DATA LISTING:
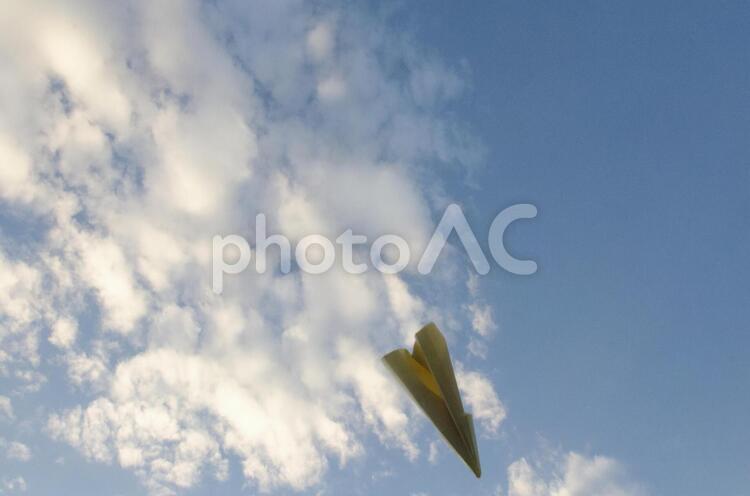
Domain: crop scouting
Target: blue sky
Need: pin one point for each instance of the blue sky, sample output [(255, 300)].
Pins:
[(618, 369)]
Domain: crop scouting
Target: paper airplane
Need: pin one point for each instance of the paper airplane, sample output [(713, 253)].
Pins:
[(427, 374)]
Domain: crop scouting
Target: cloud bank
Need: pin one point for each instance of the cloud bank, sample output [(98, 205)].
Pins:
[(133, 133)]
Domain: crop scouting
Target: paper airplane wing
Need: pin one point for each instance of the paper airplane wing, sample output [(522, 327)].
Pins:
[(428, 375)]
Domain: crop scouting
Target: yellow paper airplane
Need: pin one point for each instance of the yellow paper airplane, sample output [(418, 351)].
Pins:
[(427, 374)]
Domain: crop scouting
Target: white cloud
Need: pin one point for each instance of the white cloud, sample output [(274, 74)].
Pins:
[(15, 450), (481, 399), (6, 409), (10, 485), (571, 474), (133, 145)]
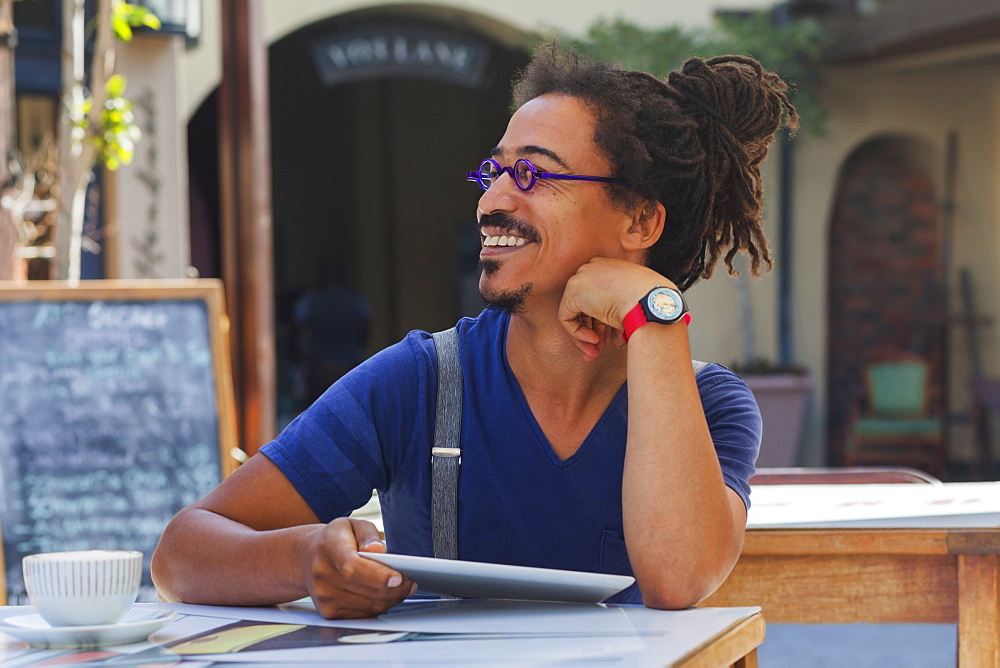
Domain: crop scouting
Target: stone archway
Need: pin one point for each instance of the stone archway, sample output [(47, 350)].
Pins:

WHAT IS REQUIRED:
Convert the material above into a JSON list of strings with one string per line, omitting blank lines and the picture lines.

RESPONSE BELOW:
[
  "Domain: crop scouting",
  "Target: blue sky",
  "Need: pin one point for each instance of the blue sky, sample output [(255, 300)].",
  "Pins:",
  "[(618, 369)]",
  "Domain: crop scouting",
  "Target: paper airplane",
  "Need: pin one point for each instance of the paper airplane, sample output [(713, 253)].",
  "Pins:",
  "[(427, 374)]",
  "Domain: crop scouting",
  "Target: cloud bank",
  "Need: pin one point for each instance of the cloud bank, sample output [(98, 205)].",
  "Pins:",
  "[(133, 133)]",
  "Domain: crop scouting",
  "Target: paper airplane wing",
  "Need: pin one point for each instance of the paper airplane wing, sample output [(522, 327)].",
  "Pins:",
  "[(428, 375)]",
  "Domain: crop scouting",
  "Target: yellow paper airplane",
  "Need: pin one point for each instance of the yellow paper airplane, sample output [(418, 351)].",
  "Pins:",
  "[(427, 374)]",
  "Domain: crop scouting",
  "Target: white cloud",
  "Need: pin one point for each instance of the white cloud, sample output [(274, 74)].",
  "Pins:",
  "[(15, 450), (481, 399), (6, 409), (10, 485), (571, 474), (133, 145)]",
  "Domain: crop scouting",
  "Target: stone archway",
  "Need: pin one point for each instance of the stone archway, sample output [(47, 350)].",
  "Pins:"
]